● **Exercise brief**
Output verbatim the lines of the material below, starting at the line that contains "Target = green plant" and ending at the line that contains "21), (139, 18)]", with both of those lines included.

● **Records shown**
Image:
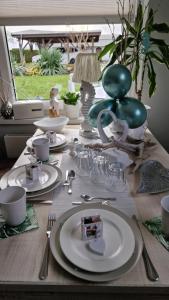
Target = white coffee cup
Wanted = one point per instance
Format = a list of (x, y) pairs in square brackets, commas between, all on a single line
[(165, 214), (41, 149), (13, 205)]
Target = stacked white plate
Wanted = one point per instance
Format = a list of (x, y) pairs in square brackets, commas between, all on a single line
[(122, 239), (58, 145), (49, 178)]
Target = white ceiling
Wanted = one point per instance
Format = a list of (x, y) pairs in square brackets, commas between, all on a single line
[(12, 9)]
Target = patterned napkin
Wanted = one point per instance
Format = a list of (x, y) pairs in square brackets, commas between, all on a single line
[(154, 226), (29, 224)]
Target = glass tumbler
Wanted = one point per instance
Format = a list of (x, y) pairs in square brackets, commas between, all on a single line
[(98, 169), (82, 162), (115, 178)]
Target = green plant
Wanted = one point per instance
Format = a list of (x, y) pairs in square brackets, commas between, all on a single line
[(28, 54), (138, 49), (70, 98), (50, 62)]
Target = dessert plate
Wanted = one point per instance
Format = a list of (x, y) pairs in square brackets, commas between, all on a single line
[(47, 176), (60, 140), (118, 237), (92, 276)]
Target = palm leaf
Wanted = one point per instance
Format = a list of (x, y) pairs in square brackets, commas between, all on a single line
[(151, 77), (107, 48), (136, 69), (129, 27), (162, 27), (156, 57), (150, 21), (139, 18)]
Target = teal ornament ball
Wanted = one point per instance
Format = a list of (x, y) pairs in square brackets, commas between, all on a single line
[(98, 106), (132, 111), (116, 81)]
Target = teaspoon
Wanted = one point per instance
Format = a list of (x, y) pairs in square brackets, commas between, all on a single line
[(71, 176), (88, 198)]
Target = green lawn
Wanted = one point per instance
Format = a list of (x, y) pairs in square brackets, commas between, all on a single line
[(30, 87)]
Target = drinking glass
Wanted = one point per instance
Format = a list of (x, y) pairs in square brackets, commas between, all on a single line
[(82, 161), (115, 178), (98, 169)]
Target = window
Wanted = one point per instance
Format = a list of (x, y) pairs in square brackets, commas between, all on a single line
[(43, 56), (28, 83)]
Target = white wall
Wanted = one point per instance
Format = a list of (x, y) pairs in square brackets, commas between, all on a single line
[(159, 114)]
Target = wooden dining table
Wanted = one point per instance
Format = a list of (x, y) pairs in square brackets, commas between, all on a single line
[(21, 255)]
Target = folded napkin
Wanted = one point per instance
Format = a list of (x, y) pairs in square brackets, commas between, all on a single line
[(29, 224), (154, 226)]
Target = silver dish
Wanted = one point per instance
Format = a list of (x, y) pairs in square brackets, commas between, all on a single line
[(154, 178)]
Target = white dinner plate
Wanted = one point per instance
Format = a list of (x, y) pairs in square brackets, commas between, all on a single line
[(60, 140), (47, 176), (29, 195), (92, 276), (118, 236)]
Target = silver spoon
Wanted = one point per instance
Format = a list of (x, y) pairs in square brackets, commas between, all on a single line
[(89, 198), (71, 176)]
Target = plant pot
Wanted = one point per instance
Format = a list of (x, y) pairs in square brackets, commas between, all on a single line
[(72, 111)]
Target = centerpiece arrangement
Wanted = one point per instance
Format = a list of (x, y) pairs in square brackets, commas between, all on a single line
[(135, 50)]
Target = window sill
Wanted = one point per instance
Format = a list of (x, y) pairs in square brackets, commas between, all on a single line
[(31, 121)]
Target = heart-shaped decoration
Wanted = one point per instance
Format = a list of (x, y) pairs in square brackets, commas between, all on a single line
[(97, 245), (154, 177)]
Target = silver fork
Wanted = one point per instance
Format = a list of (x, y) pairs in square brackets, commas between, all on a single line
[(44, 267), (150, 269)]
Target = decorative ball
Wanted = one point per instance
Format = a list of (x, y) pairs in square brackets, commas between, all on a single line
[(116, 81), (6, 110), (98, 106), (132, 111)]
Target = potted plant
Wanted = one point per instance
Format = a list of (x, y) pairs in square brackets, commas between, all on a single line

● **Result for this exercise**
Target = green plant
Wanted = one point per instance
Format = a list of (x, y) pairs in square brackets, commas between, all on a single line
[(28, 54), (138, 49), (70, 98), (50, 62)]
Target = dessert plate
Wanted = one point per instance
Format = a list of (x, y) pairs in square brackets, commas between, all on a single line
[(47, 176), (60, 140), (118, 237), (92, 276)]
Target = palm leaf
Wanted = one point per instance
Format = a list of (x, y) pairs in square brackets, commas between, all on a single line
[(151, 77), (107, 48), (136, 69), (129, 27), (162, 27), (156, 57), (150, 21), (139, 18)]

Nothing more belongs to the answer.